- Goal of the exercise:
Where the string "building" occurs in a line of the data below, that line should be copied.

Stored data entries
• • • •

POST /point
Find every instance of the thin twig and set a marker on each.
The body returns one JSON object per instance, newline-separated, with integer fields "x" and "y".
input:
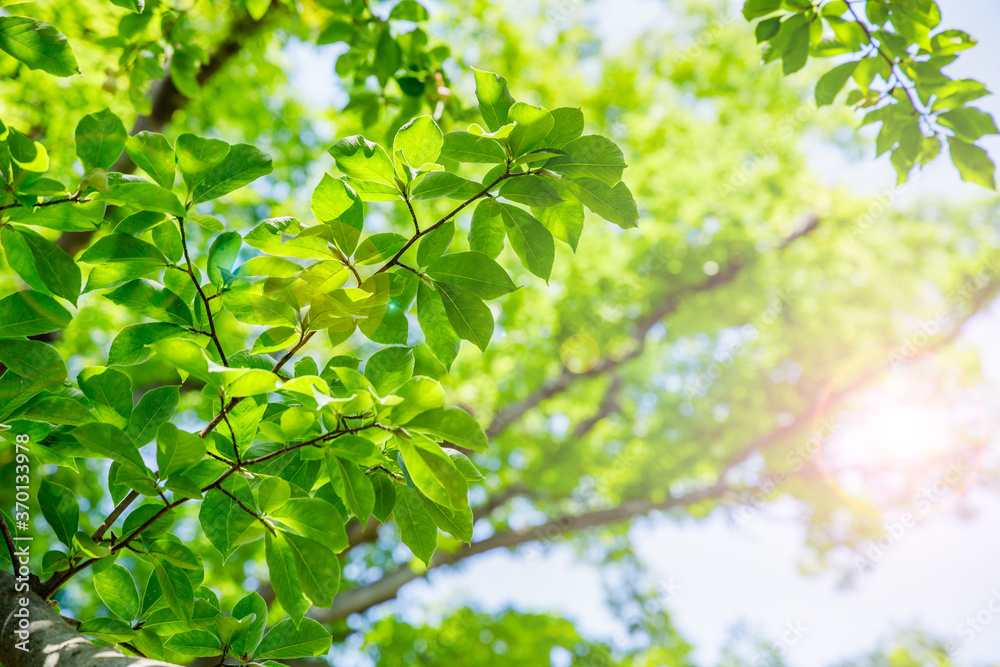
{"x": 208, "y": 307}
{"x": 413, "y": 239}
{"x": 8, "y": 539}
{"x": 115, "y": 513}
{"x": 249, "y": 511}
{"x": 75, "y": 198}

• • • •

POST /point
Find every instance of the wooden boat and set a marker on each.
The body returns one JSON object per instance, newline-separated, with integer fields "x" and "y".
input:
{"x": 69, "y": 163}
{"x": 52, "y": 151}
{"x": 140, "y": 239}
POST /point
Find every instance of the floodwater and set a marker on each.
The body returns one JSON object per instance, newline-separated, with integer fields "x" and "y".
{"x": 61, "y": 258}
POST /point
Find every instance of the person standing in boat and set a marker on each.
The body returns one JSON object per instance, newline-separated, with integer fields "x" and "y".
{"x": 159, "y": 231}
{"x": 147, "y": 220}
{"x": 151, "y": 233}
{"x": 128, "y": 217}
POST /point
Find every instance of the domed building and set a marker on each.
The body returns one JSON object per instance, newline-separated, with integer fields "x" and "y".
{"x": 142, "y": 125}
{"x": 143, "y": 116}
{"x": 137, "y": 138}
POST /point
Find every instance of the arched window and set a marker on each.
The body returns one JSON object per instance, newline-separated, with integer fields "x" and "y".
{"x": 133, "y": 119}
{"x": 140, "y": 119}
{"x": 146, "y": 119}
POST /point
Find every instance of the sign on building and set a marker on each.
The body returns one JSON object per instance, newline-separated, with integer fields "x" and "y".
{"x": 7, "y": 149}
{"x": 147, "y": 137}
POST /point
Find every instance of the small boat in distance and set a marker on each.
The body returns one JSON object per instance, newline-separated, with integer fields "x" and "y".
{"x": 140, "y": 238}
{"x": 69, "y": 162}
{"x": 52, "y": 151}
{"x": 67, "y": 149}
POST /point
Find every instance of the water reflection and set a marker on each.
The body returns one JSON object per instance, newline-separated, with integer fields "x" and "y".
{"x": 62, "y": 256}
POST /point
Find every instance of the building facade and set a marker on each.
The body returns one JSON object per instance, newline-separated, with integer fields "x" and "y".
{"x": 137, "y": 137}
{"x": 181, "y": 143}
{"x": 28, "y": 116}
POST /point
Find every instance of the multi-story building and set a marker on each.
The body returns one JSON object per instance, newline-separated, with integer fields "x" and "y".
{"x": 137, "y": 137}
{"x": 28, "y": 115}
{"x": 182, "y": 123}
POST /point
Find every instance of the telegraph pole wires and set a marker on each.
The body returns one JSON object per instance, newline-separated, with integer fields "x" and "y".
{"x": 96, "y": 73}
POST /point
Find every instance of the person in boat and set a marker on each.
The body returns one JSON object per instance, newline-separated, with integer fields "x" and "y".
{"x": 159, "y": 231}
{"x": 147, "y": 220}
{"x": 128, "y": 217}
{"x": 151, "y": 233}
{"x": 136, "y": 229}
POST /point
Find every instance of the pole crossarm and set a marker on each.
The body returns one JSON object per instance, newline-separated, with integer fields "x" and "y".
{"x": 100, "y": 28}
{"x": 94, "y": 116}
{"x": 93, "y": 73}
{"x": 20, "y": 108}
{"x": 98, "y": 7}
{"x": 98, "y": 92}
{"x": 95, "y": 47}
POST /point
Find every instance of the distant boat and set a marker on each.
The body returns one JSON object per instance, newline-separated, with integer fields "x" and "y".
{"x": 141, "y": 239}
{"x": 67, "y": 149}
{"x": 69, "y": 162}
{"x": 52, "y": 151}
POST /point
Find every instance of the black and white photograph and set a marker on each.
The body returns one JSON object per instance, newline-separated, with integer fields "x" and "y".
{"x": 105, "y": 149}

• • • •

- Worked solution:
Find every instance of the domed building and set a marker on each.
Find every instance of the sign on building and set a marker on each.
Find every instance of the building facade and set a marker on each.
Find every instance of the multi-story building and set a marker on each.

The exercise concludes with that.